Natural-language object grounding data
········

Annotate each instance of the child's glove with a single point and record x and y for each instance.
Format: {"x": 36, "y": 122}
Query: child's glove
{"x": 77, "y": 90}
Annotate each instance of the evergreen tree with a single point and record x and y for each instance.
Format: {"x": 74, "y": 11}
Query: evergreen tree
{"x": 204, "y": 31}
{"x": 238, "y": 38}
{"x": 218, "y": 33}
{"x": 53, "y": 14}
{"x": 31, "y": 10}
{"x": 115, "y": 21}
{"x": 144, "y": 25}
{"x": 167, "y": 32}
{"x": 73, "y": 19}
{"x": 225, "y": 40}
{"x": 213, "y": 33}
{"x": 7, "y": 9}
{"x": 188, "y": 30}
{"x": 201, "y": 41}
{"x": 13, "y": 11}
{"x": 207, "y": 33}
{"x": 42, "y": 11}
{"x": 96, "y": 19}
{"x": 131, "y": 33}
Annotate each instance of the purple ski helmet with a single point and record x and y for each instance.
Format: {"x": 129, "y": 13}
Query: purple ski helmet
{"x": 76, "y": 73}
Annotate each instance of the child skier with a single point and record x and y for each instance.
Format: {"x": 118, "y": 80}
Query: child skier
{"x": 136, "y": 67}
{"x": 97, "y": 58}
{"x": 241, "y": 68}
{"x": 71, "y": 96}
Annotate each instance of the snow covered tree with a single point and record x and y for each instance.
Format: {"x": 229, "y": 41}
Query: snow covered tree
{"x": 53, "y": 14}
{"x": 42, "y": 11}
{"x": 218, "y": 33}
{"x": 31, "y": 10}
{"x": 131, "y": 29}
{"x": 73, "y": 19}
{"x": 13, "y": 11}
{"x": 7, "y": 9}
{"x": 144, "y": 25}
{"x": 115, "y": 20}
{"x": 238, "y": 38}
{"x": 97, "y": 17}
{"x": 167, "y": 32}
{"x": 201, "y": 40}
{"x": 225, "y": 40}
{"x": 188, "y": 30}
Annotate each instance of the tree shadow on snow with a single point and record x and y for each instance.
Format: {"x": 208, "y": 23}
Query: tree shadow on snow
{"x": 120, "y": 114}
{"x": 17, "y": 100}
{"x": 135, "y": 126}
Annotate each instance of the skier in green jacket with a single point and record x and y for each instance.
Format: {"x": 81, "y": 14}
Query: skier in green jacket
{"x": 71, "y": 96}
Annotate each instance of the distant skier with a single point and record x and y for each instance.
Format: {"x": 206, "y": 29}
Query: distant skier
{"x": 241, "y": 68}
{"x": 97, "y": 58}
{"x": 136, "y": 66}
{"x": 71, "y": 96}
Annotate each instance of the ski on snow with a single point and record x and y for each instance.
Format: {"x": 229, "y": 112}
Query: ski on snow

········

— WHAT THIS TASK INVOLVES —
Reproduce each entry above exactly, keeping every word.

— EXERCISE SOLUTION —
Annotate each instance of the child's glove with a single point and record x and y for each instance.
Format: {"x": 36, "y": 122}
Query: child's glove
{"x": 77, "y": 90}
Annotate each instance of the evergreen tree with a single point and record x and y for each instance.
Format: {"x": 74, "y": 11}
Query: evergreen tree
{"x": 204, "y": 31}
{"x": 238, "y": 38}
{"x": 218, "y": 33}
{"x": 53, "y": 14}
{"x": 31, "y": 10}
{"x": 115, "y": 21}
{"x": 144, "y": 25}
{"x": 167, "y": 32}
{"x": 73, "y": 19}
{"x": 225, "y": 40}
{"x": 213, "y": 33}
{"x": 7, "y": 9}
{"x": 188, "y": 30}
{"x": 201, "y": 41}
{"x": 13, "y": 11}
{"x": 207, "y": 33}
{"x": 42, "y": 11}
{"x": 96, "y": 19}
{"x": 131, "y": 33}
Annotate each instance of the purple ski helmet with a single point and record x and y for each instance.
Format: {"x": 129, "y": 13}
Query: purple ski helmet
{"x": 76, "y": 73}
Annotate each instance of the child skier with a single point and record x and y for each instance.
Format: {"x": 118, "y": 80}
Query: child skier
{"x": 136, "y": 67}
{"x": 97, "y": 58}
{"x": 241, "y": 68}
{"x": 71, "y": 96}
Annotate each instance of the snow covered tree with a single point and record x and y for each instance.
Format: {"x": 229, "y": 41}
Query: snow covered tree
{"x": 53, "y": 14}
{"x": 42, "y": 11}
{"x": 218, "y": 33}
{"x": 31, "y": 10}
{"x": 131, "y": 29}
{"x": 73, "y": 19}
{"x": 13, "y": 11}
{"x": 7, "y": 9}
{"x": 144, "y": 25}
{"x": 115, "y": 20}
{"x": 238, "y": 38}
{"x": 97, "y": 17}
{"x": 167, "y": 32}
{"x": 201, "y": 40}
{"x": 225, "y": 40}
{"x": 188, "y": 30}
Annotate each instance of the tree shadow on snow with a single point and record x and y for each instance.
Format: {"x": 208, "y": 23}
Query: tree shadow on snow
{"x": 120, "y": 114}
{"x": 17, "y": 100}
{"x": 135, "y": 126}
Annotate each instance of the skier in green jacket with a single point and record x and y for each instance.
Format: {"x": 81, "y": 14}
Query: skier in green jacket
{"x": 71, "y": 96}
Annotate each instance of the distant skier with a single point and record x and y for each instance.
Format: {"x": 206, "y": 29}
Query: distant skier
{"x": 241, "y": 68}
{"x": 97, "y": 58}
{"x": 136, "y": 66}
{"x": 71, "y": 96}
Annotate each instance of the ski on snow with a single point and record x and y for each instance.
Format: {"x": 229, "y": 112}
Query: ski on snow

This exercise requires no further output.